- [Task to carry out]
Could you format the lines of the items below as a numbered list with blank lines omitted, starting at the line containing "Where can the ground" and ending at the line containing "point(821, 142)", with both of those lines included?

## begin Records for this exercise

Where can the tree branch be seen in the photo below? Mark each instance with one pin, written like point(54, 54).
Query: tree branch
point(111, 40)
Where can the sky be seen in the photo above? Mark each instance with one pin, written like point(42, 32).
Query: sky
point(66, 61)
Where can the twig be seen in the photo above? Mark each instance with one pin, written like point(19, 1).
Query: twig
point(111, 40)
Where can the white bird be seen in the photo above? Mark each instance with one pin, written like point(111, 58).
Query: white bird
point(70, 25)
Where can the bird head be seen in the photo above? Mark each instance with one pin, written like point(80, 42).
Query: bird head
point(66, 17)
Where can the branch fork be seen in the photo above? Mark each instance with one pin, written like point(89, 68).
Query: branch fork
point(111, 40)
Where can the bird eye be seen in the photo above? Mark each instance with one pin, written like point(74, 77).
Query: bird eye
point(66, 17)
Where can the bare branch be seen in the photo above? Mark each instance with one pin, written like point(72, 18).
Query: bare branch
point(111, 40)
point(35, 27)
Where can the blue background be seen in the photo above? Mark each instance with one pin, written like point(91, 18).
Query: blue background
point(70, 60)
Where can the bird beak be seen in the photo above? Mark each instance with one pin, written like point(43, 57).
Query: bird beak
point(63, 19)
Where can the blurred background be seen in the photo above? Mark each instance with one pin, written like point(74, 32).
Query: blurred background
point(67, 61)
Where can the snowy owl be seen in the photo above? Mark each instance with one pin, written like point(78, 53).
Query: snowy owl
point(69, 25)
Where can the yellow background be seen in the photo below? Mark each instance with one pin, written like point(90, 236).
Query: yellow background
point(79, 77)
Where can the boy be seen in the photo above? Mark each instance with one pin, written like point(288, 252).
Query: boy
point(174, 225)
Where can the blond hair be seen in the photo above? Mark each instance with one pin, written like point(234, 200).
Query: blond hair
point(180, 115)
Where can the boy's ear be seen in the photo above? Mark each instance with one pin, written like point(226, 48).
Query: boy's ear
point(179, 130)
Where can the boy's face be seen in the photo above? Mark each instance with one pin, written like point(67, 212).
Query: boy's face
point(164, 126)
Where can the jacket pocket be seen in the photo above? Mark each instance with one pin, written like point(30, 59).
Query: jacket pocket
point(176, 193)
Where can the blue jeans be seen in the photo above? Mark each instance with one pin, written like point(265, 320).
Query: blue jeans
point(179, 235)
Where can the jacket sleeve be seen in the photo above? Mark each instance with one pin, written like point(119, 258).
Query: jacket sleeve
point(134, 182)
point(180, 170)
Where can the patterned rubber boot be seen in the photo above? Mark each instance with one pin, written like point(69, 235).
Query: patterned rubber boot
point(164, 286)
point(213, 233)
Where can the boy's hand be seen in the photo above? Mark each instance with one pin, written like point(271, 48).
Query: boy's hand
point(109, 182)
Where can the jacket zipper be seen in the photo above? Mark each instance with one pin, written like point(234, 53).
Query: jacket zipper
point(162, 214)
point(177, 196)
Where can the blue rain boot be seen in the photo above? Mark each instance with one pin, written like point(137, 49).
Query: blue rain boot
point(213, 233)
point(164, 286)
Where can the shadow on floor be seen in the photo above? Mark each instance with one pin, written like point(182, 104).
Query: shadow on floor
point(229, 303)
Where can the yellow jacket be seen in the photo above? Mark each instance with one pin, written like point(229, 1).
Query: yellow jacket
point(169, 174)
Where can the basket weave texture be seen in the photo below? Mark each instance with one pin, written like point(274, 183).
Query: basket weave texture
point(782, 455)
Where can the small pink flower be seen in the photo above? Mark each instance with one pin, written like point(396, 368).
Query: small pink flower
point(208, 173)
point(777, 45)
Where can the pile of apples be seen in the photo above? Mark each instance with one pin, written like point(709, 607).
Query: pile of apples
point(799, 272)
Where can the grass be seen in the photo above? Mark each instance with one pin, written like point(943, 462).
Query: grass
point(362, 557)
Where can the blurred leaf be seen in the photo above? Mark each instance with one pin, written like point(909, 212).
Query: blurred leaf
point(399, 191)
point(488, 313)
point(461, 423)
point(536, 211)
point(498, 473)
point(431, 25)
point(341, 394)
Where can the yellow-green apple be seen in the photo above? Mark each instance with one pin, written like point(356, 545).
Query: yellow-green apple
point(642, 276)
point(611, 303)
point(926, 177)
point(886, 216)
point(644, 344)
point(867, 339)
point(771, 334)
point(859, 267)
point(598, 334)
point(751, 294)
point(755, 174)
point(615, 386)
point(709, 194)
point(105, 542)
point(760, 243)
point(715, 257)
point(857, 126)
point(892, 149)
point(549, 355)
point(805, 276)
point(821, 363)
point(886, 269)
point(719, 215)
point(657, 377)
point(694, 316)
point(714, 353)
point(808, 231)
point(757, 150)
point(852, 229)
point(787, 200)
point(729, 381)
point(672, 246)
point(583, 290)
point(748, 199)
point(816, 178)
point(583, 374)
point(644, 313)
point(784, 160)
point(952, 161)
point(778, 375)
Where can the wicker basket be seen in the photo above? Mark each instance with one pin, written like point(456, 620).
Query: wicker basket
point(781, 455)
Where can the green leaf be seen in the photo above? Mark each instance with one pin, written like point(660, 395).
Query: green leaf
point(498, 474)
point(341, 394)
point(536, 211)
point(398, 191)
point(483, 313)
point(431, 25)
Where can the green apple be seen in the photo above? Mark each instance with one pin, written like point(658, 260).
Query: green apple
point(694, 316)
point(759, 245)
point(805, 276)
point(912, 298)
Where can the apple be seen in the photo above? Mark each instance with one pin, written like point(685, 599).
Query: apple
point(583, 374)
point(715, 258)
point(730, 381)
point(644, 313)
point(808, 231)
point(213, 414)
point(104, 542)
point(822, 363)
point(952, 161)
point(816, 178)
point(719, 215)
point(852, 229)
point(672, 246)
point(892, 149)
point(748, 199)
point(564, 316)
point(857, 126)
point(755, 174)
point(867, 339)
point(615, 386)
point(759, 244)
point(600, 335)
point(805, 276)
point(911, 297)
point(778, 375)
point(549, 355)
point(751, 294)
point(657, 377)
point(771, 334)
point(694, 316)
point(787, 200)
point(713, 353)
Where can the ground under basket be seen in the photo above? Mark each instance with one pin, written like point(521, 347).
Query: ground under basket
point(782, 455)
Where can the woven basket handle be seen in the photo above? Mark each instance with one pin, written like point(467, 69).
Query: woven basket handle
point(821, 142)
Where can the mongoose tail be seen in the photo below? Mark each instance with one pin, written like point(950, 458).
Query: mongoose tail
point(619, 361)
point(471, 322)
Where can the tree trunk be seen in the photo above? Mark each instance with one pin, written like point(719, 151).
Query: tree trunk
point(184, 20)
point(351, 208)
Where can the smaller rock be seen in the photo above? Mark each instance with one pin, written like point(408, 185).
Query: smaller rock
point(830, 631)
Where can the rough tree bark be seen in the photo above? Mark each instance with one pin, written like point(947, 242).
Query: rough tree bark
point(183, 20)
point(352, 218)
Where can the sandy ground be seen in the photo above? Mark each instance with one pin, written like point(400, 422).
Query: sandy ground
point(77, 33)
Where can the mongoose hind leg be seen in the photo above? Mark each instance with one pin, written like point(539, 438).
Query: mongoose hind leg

## end Records for this exercise

- [Response to the task]
1. Where can the ground under basket be seen in the photo above? Mark each instance with one pin, written like point(521, 347).
2. Query: ground under basket
3. point(782, 455)
4. Where can the woven basket handle be seen in the photo above? Mark each instance with one pin, written like point(467, 69).
5. Query: woven basket handle
6. point(821, 142)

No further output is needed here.